_WRITTEN REQUEST_.
Pull out every line of the items below that contains the string "head", matching its case exactly.

-=-=-

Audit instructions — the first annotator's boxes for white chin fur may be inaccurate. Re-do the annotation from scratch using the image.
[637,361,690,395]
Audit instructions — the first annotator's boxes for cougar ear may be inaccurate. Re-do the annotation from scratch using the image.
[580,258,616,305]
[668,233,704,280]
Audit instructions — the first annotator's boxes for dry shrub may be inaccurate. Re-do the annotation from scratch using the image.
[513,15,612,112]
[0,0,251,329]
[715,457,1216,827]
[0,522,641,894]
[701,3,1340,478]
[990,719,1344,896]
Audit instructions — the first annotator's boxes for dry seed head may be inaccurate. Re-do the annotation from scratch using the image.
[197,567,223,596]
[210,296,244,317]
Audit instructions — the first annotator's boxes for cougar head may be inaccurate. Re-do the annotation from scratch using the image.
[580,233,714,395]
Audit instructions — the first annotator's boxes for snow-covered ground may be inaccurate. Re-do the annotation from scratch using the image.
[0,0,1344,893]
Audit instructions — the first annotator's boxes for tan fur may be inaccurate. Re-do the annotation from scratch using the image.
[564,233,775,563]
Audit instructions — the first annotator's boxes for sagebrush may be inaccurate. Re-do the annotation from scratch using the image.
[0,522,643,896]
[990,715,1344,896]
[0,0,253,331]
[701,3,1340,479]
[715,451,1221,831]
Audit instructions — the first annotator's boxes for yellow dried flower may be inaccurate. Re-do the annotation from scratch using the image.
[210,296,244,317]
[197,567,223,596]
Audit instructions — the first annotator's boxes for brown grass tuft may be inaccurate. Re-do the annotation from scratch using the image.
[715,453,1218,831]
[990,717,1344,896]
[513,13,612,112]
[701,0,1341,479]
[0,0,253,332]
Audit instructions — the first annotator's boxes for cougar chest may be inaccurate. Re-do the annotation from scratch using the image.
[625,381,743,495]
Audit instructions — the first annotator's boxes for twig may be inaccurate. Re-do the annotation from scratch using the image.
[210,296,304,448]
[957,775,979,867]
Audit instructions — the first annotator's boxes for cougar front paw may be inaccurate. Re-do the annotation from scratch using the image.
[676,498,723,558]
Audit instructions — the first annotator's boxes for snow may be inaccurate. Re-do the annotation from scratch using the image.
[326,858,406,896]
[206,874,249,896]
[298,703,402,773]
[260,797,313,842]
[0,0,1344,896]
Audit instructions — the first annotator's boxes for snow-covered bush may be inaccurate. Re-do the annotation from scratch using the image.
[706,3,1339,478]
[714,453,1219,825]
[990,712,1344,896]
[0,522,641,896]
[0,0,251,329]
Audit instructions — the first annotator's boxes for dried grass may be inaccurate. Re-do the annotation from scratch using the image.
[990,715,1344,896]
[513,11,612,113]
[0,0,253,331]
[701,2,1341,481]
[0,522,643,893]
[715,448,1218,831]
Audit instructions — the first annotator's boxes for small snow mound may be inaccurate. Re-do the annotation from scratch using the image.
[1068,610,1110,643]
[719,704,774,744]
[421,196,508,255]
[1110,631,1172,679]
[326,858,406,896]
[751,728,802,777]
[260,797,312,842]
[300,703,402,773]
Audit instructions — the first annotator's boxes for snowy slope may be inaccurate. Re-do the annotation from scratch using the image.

-=-=-

_ANSWER FOR THIS EXERCISE_.
Audit instructions — the first annotator's boxes for dry seed head may be inaccurate. Re-do the annotation from scratch using the image.
Audit instructions — the first annotator's boxes for cougar head may be inaccurate. Re-do the annotation from scratch using the image.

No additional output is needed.